***** Dataset *****

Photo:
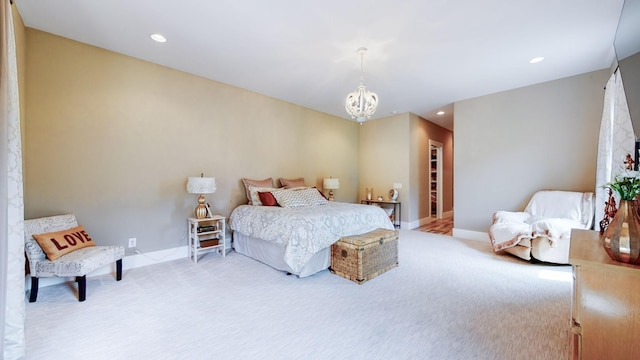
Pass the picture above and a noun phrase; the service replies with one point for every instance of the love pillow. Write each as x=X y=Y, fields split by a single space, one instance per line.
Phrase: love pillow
x=56 y=244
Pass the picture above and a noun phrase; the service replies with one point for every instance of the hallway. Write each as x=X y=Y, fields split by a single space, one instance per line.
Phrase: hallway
x=440 y=226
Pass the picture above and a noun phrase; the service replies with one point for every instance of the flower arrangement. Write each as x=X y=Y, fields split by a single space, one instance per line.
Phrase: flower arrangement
x=626 y=184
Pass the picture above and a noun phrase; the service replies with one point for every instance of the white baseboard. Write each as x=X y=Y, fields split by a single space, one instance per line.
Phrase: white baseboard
x=470 y=235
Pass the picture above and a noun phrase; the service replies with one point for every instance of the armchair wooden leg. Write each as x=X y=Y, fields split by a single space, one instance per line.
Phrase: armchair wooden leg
x=82 y=287
x=34 y=289
x=119 y=270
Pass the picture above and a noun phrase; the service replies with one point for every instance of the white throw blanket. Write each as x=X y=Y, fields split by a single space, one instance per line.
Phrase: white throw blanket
x=304 y=231
x=510 y=228
x=550 y=213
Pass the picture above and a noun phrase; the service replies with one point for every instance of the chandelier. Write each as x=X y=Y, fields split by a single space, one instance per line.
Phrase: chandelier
x=361 y=104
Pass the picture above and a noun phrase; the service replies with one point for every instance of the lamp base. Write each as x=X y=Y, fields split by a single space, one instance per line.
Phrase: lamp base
x=201 y=209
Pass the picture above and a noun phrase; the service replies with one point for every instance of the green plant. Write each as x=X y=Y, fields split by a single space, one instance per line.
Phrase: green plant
x=626 y=184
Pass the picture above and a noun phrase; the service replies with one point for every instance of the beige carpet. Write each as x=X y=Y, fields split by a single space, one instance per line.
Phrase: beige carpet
x=448 y=299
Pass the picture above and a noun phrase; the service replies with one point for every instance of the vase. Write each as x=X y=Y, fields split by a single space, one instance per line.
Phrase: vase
x=621 y=239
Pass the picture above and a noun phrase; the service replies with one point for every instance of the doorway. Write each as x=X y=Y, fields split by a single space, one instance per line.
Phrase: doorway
x=435 y=179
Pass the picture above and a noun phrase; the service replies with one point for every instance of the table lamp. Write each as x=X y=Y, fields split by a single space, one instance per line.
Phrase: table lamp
x=331 y=184
x=201 y=185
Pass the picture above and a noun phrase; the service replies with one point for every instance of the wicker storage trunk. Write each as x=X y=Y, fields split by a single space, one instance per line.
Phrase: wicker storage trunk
x=362 y=257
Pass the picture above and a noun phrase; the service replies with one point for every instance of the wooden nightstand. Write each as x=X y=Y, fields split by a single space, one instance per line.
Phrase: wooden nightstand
x=206 y=235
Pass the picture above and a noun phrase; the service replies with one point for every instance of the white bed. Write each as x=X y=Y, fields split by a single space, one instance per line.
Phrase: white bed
x=298 y=239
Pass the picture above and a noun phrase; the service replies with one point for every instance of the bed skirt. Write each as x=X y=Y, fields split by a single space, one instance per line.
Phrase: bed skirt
x=273 y=255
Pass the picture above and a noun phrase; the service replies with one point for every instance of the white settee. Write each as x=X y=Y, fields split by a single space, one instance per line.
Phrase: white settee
x=542 y=231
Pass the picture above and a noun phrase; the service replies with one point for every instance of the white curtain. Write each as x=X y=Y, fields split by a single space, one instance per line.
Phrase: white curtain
x=617 y=139
x=12 y=290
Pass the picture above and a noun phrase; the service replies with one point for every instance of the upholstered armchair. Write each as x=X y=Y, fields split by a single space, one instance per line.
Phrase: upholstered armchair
x=60 y=248
x=542 y=231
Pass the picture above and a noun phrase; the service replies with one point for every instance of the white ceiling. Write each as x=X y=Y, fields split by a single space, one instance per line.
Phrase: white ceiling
x=423 y=54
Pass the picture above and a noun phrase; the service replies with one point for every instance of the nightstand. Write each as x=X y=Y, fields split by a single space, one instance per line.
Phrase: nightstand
x=206 y=235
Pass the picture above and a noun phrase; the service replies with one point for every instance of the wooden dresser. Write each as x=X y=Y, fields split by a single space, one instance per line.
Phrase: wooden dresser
x=605 y=308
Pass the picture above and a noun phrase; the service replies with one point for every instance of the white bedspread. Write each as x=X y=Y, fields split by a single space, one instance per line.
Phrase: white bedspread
x=303 y=231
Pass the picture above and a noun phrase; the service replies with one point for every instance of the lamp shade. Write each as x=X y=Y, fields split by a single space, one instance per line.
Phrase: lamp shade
x=331 y=184
x=201 y=185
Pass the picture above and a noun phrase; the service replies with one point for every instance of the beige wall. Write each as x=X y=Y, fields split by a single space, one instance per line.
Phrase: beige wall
x=395 y=149
x=113 y=139
x=511 y=144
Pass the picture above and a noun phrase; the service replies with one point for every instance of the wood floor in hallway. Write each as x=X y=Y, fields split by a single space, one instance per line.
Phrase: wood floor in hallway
x=440 y=226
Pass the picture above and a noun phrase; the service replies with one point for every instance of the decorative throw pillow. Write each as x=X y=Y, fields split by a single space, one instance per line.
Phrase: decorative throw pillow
x=288 y=184
x=297 y=198
x=56 y=244
x=313 y=196
x=267 y=198
x=268 y=182
x=255 y=198
x=289 y=198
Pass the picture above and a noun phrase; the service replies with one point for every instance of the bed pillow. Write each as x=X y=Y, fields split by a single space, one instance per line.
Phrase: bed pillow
x=267 y=198
x=56 y=244
x=292 y=183
x=268 y=182
x=297 y=198
x=254 y=194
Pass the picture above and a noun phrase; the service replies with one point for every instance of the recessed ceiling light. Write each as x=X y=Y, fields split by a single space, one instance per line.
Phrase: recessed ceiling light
x=158 y=37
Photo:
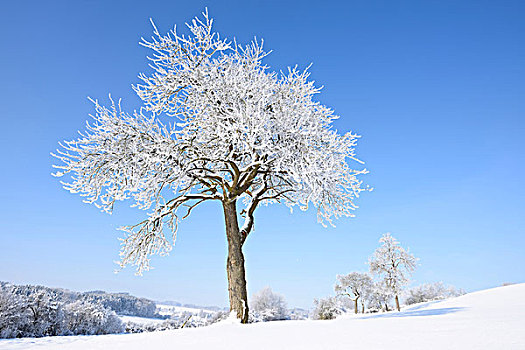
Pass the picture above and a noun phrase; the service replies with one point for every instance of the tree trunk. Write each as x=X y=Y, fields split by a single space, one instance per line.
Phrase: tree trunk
x=235 y=264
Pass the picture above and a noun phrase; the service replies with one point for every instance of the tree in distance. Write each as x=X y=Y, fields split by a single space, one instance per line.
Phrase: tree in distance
x=393 y=264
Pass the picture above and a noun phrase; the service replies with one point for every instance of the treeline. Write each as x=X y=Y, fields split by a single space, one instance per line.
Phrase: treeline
x=382 y=287
x=37 y=311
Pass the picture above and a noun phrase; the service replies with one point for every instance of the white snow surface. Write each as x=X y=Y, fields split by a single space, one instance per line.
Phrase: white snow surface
x=489 y=319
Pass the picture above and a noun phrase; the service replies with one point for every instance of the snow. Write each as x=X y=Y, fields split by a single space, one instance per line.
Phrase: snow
x=141 y=320
x=489 y=319
x=163 y=309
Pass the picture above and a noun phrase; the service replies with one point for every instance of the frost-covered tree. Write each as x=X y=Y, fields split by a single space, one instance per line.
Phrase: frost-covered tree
x=14 y=316
x=326 y=309
x=355 y=285
x=88 y=318
x=241 y=134
x=393 y=264
x=379 y=297
x=269 y=306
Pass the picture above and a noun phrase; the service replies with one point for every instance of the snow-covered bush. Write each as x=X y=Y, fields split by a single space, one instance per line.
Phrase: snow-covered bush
x=14 y=317
x=431 y=291
x=122 y=303
x=268 y=306
x=46 y=314
x=82 y=317
x=326 y=309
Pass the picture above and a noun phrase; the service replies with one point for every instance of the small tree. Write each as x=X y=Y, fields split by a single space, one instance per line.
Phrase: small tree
x=379 y=296
x=269 y=306
x=355 y=285
x=242 y=134
x=393 y=264
x=326 y=309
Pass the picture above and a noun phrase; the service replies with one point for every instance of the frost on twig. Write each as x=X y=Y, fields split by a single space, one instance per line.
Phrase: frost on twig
x=241 y=132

*****

Problem to solve: Rewrite all the entries above as a Markdown table with the columns Row and Line, one numbered row per line and no rows for blank lines. Leave out the pictures.

Solution to this exercise:
| Row | Line |
|---|---|
| 1 | Photo: |
| 2 | Pass the picture above and a noun phrase; the service replies with one point for every instance of the love pillow. Write each as x=X y=Y, fields split by a single space, one instance per line. |
| 3 | Phrase: love pillow |
| 4 | x=56 y=244 |
| 5 | Pass the picture above and a noun phrase; the service replies with one point for every instance of the hallway. Write each as x=X y=Y, fields split by a single space, one instance per line. |
| 6 | Phrase: hallway |
| 7 | x=440 y=226 |
| 8 | Pass the picture above and a noun phrase; the service replies with one point for every instance of the flower arrangement. Write each as x=X y=Y, fields split by a single space, one instance per line. |
| 9 | Phrase: flower arrangement |
| 10 | x=626 y=184 |
| 11 | Pass the picture above and a noun phrase; the service replies with one point for every instance of the white baseboard. Write each as x=X y=Y, fields split by a single space, one instance per line. |
| 12 | Phrase: white baseboard |
| 13 | x=470 y=235 |
| 14 | Pass the picture above and a noun phrase; the service replies with one point for every instance of the armchair wooden leg. Write each as x=X y=Y, fields split by a single space, one instance per line. |
| 15 | Phrase: armchair wooden leg |
| 16 | x=82 y=287 |
| 17 | x=34 y=289 |
| 18 | x=119 y=270 |
| 19 | Pass the picture above and a noun phrase; the service replies with one point for every instance of the white throw blanket. Write each as x=X y=Y, fields split by a single space, one instance per line. |
| 20 | Phrase: white throw blanket |
| 21 | x=304 y=231 |
| 22 | x=510 y=228 |
| 23 | x=550 y=213 |
| 24 | Pass the picture above and a noun phrase; the service replies with one point for every instance of the chandelier. Write each as x=X y=Y, fields split by a single space, one instance per line. |
| 25 | Phrase: chandelier |
| 26 | x=361 y=104 |
| 27 | Pass the picture above and a noun phrase; the service replies with one point for every instance of the lamp base. Write each as x=X y=Y, fields split by a single space, one instance per line. |
| 28 | Phrase: lamp base |
| 29 | x=201 y=209 |
| 30 | Pass the picture above and a noun phrase; the service replies with one point for every instance of the green plant. Write each as x=X y=Y, fields split by a single space, one instance per line. |
| 31 | Phrase: green plant |
| 32 | x=626 y=184 |
| 33 | Pass the picture above and a noun phrase; the service replies with one point for every instance of the beige carpet. Write each as x=X y=Y, fields split by a single space, one instance per line. |
| 34 | Phrase: beige carpet |
| 35 | x=448 y=299 |
| 36 | Pass the picture above and a noun phrase; the service replies with one point for every instance of the vase. Write each as x=X y=Y, fields split by a single space, one instance per line. |
| 37 | Phrase: vase |
| 38 | x=621 y=239 |
| 39 | Pass the picture above and a noun phrase; the service replies with one point for every instance of the doorway. Write each as x=X y=Y, fields split by a single space, one instance per line. |
| 40 | Phrase: doorway |
| 41 | x=435 y=179 |
| 42 | Pass the picture above and a noun phrase; the service replies with one point for every instance of the table lamp. Write each as x=X y=Y, fields split by a single space, one instance per line. |
| 43 | Phrase: table lamp |
| 44 | x=331 y=184 |
| 45 | x=201 y=185 |
| 46 | Pass the picture above and a noun phrase; the service replies with one point for every instance of the wicker storage trunk. Write each as x=X y=Y, fields split by a single space, one instance per line. |
| 47 | Phrase: wicker storage trunk |
| 48 | x=362 y=257 |
| 49 | Pass the picture above and a noun phrase; the service replies with one point for every instance of the wooden nightstand. Write each as x=X y=Y, fields split by a single space, one instance per line. |
| 50 | Phrase: wooden nightstand |
| 51 | x=206 y=235 |
| 52 | Pass the picture above and a noun phrase; the service replies with one point for every instance of the white bed. Write each as x=X y=Y, fields split by a single space, one instance per line. |
| 53 | Phrase: white bed |
| 54 | x=298 y=239 |
| 55 | Pass the picture above and a noun phrase; the service replies with one point for every instance of the bed skirt. Write each as x=X y=Y, fields split by a single space, one instance per line. |
| 56 | Phrase: bed skirt |
| 57 | x=273 y=255 |
| 58 | Pass the picture above and a noun phrase; the service replies with one point for every instance of the white settee. Write each as x=X y=Y, fields split by a single space, one instance per line. |
| 59 | Phrase: white settee |
| 60 | x=542 y=231 |
| 61 | Pass the picture above and a noun phrase; the service replies with one point for every instance of the white curtain. Write each as x=X y=Y, fields split by a single space, one instance per line. |
| 62 | Phrase: white curtain |
| 63 | x=617 y=139 |
| 64 | x=12 y=290 |
| 65 | Pass the picture above and a noun phrase; the service replies with one point for every instance of the upholstered armchair. Write each as x=X y=Y, fields split by a single space, one instance per line. |
| 66 | Phrase: upholstered armchair |
| 67 | x=60 y=248 |
| 68 | x=542 y=231 |
| 69 | Pass the picture above and a noun phrase; the service replies with one point for every instance of the white ceiling. Write each as x=X y=Y, fields split by a single space, one instance per line. |
| 70 | Phrase: white ceiling |
| 71 | x=423 y=54 |
| 72 | Pass the picture above and a noun phrase; the service replies with one point for every instance of the nightstand. Write each as x=X y=Y, fields split by a single space, one instance per line. |
| 73 | Phrase: nightstand |
| 74 | x=206 y=235 |
| 75 | Pass the picture above and a noun phrase; the service replies with one point for every instance of the wooden dresser. Write each as x=X y=Y, fields split by a single space, one instance per line. |
| 76 | Phrase: wooden dresser |
| 77 | x=605 y=308 |
| 78 | Pass the picture above and a noun phrase; the service replies with one point for every instance of the white bedspread. Write each as x=X y=Y, fields split by a single space, one instance per line. |
| 79 | Phrase: white bedspread |
| 80 | x=303 y=231 |
| 81 | Pass the picture above and a noun phrase; the service replies with one point for every instance of the lamp shade. Write each as x=X y=Y, fields split by a single space, one instance per line. |
| 82 | Phrase: lamp shade |
| 83 | x=331 y=184 |
| 84 | x=201 y=185 |
| 85 | Pass the picture above and a noun phrase; the service replies with one point for every instance of the beige wall. Write each as x=X y=Y, fields split by a single space, one instance per line. |
| 86 | Phrase: beige wall |
| 87 | x=395 y=149 |
| 88 | x=113 y=139 |
| 89 | x=511 y=144 |
| 90 | Pass the picture above and a noun phrase; the service replies with one point for every instance of the wood floor in hallway. Write each as x=X y=Y, fields split by a single space, one instance per line. |
| 91 | Phrase: wood floor in hallway |
| 92 | x=440 y=226 |
| 93 | Pass the picture above and a noun phrase; the service replies with one point for every instance of the decorative throw pillow. Write each as x=X y=Y, fields split by a single space, one instance per line. |
| 94 | Phrase: decorative throw pillow |
| 95 | x=288 y=184 |
| 96 | x=297 y=198 |
| 97 | x=56 y=244 |
| 98 | x=313 y=196 |
| 99 | x=267 y=198 |
| 100 | x=268 y=182 |
| 101 | x=255 y=198 |
| 102 | x=289 y=198 |
| 103 | Pass the picture above and a noun phrase; the service replies with one point for every instance of the bed pillow. Write each as x=X y=Y, fields split by a single space, one instance per line. |
| 104 | Phrase: bed pillow |
| 105 | x=267 y=198 |
| 106 | x=56 y=244 |
| 107 | x=292 y=183 |
| 108 | x=268 y=182 |
| 109 | x=297 y=198 |
| 110 | x=254 y=194 |
| 111 | Pass the picture above and a noun phrase; the service replies with one point for every instance of the recessed ceiling light. Write each as x=X y=Y, fields split by a single space, one instance per line. |
| 112 | Phrase: recessed ceiling light |
| 113 | x=158 y=37 |
| 114 | Photo: |
| 115 | Pass the picture above and a noun phrase; the service replies with one point for every instance of the tree trunk. Write each as x=X y=Y, fields split by a single space, one instance per line. |
| 116 | Phrase: tree trunk |
| 117 | x=235 y=264 |
| 118 | Pass the picture above and a noun phrase; the service replies with one point for every instance of the tree in distance. Write each as x=X y=Y, fields split by a single space, one instance per line. |
| 119 | Phrase: tree in distance |
| 120 | x=393 y=264 |
| 121 | Pass the picture above and a noun phrase; the service replies with one point for every instance of the treeline. Write each as x=X y=Y, fields split by a single space, one instance per line. |
| 122 | Phrase: treeline |
| 123 | x=382 y=287 |
| 124 | x=37 y=311 |
| 125 | Pass the picture above and a noun phrase; the service replies with one point for every instance of the white snow surface. Write each as x=X y=Y, fields split by a single space, one instance per line. |
| 126 | Phrase: white snow surface |
| 127 | x=489 y=319 |
| 128 | Pass the picture above and a noun phrase; the service replies with one point for every instance of the snow. Write each as x=X y=Y, fields split by a single space, one instance per line. |
| 129 | Phrase: snow |
| 130 | x=141 y=320 |
| 131 | x=489 y=319 |
| 132 | x=163 y=309 |
| 133 | Pass the picture above and a noun phrase; the service replies with one point for every instance of the frost-covered tree. Write each as x=X y=Y, fields split by a single space, one instance per line. |
| 134 | Phrase: frost-covered tree |
| 135 | x=14 y=316 |
| 136 | x=326 y=309 |
| 137 | x=355 y=285 |
| 138 | x=88 y=318 |
| 139 | x=241 y=134 |
| 140 | x=393 y=264 |
| 141 | x=379 y=297 |
| 142 | x=269 y=306 |
| 143 | Pass the picture above and a noun phrase; the service replies with one point for every instance of the snow-covered bush. Write each as x=X y=Y, fields split by a single space, one instance per line. |
| 144 | Phrase: snow-covered bush |
| 145 | x=14 y=317 |
| 146 | x=431 y=291 |
| 147 | x=122 y=303 |
| 148 | x=268 y=306 |
| 149 | x=46 y=314 |
| 150 | x=82 y=317 |
| 151 | x=326 y=309 |
| 152 | Pass the picture above and a noun phrase; the service replies with one point for every instance of the small tree. Write each as x=X y=Y, fields split by a single space, one instance per line. |
| 153 | Phrase: small tree |
| 154 | x=379 y=296 |
| 155 | x=269 y=306 |
| 156 | x=355 y=285 |
| 157 | x=242 y=134 |
| 158 | x=393 y=264 |
| 159 | x=326 y=309 |
| 160 | Pass the picture above and a noun phrase; the service replies with one point for every instance of the frost on twig. Write each as x=X y=Y, fields split by a single space, one instance per line. |
| 161 | Phrase: frost on twig |
| 162 | x=241 y=132 |